La communauté de communes de la vallée d'Ossau a demandé au tribunal administratif de Paris de condamner l'Etat à lui verser la somme de 1 248 999 euros, en réparation du préjudice qu'elle estime avoir subi à raison de l'absence de versement de la part de la redevance prévue à l'article L. 523-2 du code de l'énergie, du fait du non-renouvellement des concessions hydroélectriques de la vallée d'Ossau, pour la période allant du 18 août 2015 au 30 juin 2017.
Par un jugement n° 1718129/4-3 du 27 juin 2019, le tribunal administratif de Paris a rejeté sa demande.
Procédure devant la Cour :
Par une requête et des mémoires, enregistrés le 30 août 2019, le 31 mars 2021 et le 24 janvier 2022, la communauté de communes de la vallée d'Ossau, représentée par Me Pachen-Lefèvre, demande à la Cour :
1°) d'annuler ce jugement ;
2°) à titre principal, de condamner l'Etat à lui verser la somme de 1 248 999 euros, assortie des intérêts au taux légal à compter du 7 août 2017, avec leur capitalisation, en réparation du préjudice qu'elle estime avoir subi à raison de l'absence de versement de la part de la redevance prévue à l'article L. 523-2 du code de l'énergie, du fait du non-renouvellement des concessions hydroélectriques de la vallée d'Ossau pour la période allant du 18 août 2015 au 30 juin 2017 ;
3°) à titre subsidiaire, de condamner l'Etat à lui verser la somme minimale de 936 749,25 euros, assortie des intérêts au taux légal à compter du 7 août 2017, avec leur capitalisation, en réparation du préjudice qu'elle estime avoir subi à raison de la perte de chance de percevoir la part de redevance prévue à l'article L. 523-2 du code de l'énergie, du fait du non-renouvellement des concessions hydroélectriques de la vallée d'Ossau pour la période allant du 18 août 2015 au 30 juin 2017 ;
4°) de mettre à la charge de l'Etat la somme de 5 000 euros en application des dispositions de l'article L. 761-1 du code de justice administrative.

■ Tâche 1 ■
Reprenez le texte sur la vallée d'Ossau depuis « La communauté de communes de la vallée d'Ossau a » jusqu'à « 30 juin 2017. », en remplaçant « tribunal administratif de Paris » par « tribunal administratif de Pau ».

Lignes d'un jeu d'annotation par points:
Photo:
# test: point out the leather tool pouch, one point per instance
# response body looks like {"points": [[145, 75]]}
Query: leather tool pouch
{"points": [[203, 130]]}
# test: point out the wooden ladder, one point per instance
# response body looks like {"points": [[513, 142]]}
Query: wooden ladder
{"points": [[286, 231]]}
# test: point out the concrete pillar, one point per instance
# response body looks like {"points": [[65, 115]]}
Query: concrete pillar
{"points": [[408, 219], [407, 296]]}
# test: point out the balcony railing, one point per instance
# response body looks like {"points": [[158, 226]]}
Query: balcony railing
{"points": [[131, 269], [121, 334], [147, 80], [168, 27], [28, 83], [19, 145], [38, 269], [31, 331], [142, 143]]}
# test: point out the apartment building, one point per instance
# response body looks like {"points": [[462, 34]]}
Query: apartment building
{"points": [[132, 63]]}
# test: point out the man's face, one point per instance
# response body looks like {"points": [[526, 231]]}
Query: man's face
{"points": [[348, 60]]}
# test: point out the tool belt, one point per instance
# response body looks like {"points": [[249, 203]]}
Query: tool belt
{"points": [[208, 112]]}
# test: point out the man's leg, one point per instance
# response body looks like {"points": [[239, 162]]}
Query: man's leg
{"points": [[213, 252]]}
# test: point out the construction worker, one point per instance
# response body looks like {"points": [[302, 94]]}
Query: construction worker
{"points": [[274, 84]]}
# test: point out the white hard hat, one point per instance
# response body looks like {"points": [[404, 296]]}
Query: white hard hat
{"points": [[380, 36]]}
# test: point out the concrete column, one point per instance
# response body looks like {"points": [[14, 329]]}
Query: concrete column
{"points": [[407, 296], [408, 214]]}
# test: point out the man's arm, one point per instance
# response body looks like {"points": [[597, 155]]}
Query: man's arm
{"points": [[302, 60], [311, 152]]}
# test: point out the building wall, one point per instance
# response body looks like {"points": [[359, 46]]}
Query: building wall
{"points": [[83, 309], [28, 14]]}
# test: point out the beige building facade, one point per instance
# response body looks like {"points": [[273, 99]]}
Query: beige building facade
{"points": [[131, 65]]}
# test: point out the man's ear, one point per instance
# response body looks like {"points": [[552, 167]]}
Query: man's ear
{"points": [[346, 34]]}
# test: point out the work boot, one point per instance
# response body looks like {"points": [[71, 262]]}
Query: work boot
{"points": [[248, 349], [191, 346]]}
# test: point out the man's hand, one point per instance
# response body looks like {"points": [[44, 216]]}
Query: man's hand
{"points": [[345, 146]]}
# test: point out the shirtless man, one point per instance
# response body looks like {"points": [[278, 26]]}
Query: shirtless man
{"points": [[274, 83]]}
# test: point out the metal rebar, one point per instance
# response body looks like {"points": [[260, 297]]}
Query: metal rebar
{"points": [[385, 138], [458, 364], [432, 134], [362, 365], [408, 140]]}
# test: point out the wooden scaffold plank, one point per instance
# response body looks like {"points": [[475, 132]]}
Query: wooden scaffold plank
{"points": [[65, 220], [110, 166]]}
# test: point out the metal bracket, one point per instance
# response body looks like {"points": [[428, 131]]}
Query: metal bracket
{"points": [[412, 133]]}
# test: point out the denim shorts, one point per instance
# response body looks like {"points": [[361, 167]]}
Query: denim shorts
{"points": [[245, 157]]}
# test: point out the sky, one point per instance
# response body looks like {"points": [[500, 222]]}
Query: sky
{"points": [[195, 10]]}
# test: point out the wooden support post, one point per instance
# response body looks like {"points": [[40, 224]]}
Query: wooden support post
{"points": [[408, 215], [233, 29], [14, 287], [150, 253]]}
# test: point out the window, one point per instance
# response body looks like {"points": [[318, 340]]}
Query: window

■ Tâche 2 ■
Recopiez à l'identique les lignes répertoriées, de celle qui contient « # test: point out the window, one » jusqu'à la dernière, toutes deux incluses.

■ Réponse finale 1 ■
La communauté de communes de la vallée d'Ossau a demandé au tribunal administratif de Pau de condamner l'Etat à lui verser la somme de 1 248 999 euros, en réparation du préjudice qu'elle estime avoir subi à raison de l'absence de versement de la part de la redevance prévue à l'article L. 523-2 du code de l'énergie, du fait du non-renouvellement des concessions hydroélectriques de la vallée d'Ossau, pour la période allant du 18 août 2015 au 30 juin 2017.

■ Réponse finale 2 ■
# test: point out the window, one point per instance
# response body looks like {"points": [[318, 340]]}
Query: window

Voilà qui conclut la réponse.